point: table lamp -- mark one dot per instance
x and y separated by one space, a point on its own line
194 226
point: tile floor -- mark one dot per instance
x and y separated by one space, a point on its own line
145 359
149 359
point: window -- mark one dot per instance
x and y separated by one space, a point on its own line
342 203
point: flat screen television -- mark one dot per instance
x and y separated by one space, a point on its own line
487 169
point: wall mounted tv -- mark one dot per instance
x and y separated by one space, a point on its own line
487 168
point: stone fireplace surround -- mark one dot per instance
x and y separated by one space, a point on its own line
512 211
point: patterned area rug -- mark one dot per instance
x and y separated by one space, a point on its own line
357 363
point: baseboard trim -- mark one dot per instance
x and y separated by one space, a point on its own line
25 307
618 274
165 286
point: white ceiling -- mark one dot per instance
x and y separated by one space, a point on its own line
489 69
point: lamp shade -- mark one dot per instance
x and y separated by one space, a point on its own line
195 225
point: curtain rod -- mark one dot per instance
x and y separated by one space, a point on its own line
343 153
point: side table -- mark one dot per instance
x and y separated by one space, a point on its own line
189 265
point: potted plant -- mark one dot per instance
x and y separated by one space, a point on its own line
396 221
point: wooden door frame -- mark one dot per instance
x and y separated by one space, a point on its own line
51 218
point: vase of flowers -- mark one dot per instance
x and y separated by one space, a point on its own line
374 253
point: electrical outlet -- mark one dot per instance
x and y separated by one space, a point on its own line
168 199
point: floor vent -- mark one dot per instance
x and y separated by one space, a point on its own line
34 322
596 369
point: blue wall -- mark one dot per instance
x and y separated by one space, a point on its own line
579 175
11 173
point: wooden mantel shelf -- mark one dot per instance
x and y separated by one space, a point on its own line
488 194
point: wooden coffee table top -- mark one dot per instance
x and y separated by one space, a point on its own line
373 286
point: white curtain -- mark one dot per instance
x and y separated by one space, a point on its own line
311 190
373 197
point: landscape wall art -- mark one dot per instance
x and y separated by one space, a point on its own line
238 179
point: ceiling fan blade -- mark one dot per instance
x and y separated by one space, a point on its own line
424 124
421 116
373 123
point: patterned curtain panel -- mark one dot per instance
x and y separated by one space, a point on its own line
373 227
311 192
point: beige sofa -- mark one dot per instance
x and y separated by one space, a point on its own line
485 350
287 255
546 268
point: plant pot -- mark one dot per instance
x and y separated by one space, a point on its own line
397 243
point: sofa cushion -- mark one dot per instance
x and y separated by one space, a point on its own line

Lavoro richiesto: Per favore, restituisci tutte le righe dell'elenco qui sopra, identiche e senza alcuna modifica.

Risultato:
point: table lamp -- mark one dot per instance
x and y separated by one space, a point on its own line
194 226
point: tile floor -- mark one dot per instance
x and y separated by one space, a point on its own line
145 359
149 359
point: window -- mark one dot per instance
x and y separated by one space, a point on its own line
342 203
point: flat screen television -- mark one dot per instance
x and y separated by one space, a point on its own line
487 169
point: wall mounted tv -- mark one dot per instance
x and y separated by one space, a point on its own line
487 168
point: stone fireplace surround -- mark one dot per instance
x and y separated by one space, a point on its own line
512 211
point: patterned area rug -- mark one dot per instance
x and y separated by one space, a point on its own line
357 363
point: baseboard trim -- mark one dot per instance
x and y separated by one space, a point on its own line
25 307
618 274
165 286
point: white ceiling -- mark one dot per instance
x and y separated by one space, a point on its own line
489 69
point: lamp shade -- mark one dot per instance
x and y separated by one space, a point on its own line
195 225
point: curtain rod -- mark one dot per instance
x and y separated by one space, a point on its own line
343 153
point: side table -- mark one dot per instance
x and y separated by one space, a point on its own line
189 265
point: potted plant -- mark one dot per instance
x and y separated by one space, a point on its own line
396 221
point: wooden door frame -- mark one dot per instance
x and y separated by one space, a point on its own line
51 218
point: vase of flowers -- mark one dot per instance
x and y separated by one space, a point on its own line
374 253
point: electrical outlet -- mark one dot per instance
x and y separated by one space, a point on its own line
168 199
point: floor vent -- mark one dot per instance
x and y separated by one space, a point on its own line
34 322
596 369
point: blue wall -- mark one dot per instance
x and y separated by one space, a point on its own line
579 175
11 173
point: wooden mantel shelf -- mark one dot per instance
x and y separated by one space, a point on its own line
488 194
point: wooden coffee table top -- mark one dot per instance
x and y separated by one space, a point on its own line
373 286
point: white curtain -- mark one dot per instance
x and y separated by one space, a point on its own line
311 190
373 197
point: landscape wall art -- mark one dot per instance
x and y separated by one space, a point on its own line
238 179
point: ceiling fan blade -- mark one dot per instance
x and y separated by one space, a point on its own line
424 124
421 116
373 123
point: patterned curtain panel -- mark one dot per instance
x and y separated by one space, a point on its own line
373 227
311 192
point: beige sofa -- mark one dot per instance
x and y separated by one space, a point on its own line
485 350
287 255
546 268
point: plant pot -- mark one dot per instance
x and y separated by one space, a point on its own line
397 243
point: sofa cushion -- mark one dot per instance
x and y separated by one space, a point on its own line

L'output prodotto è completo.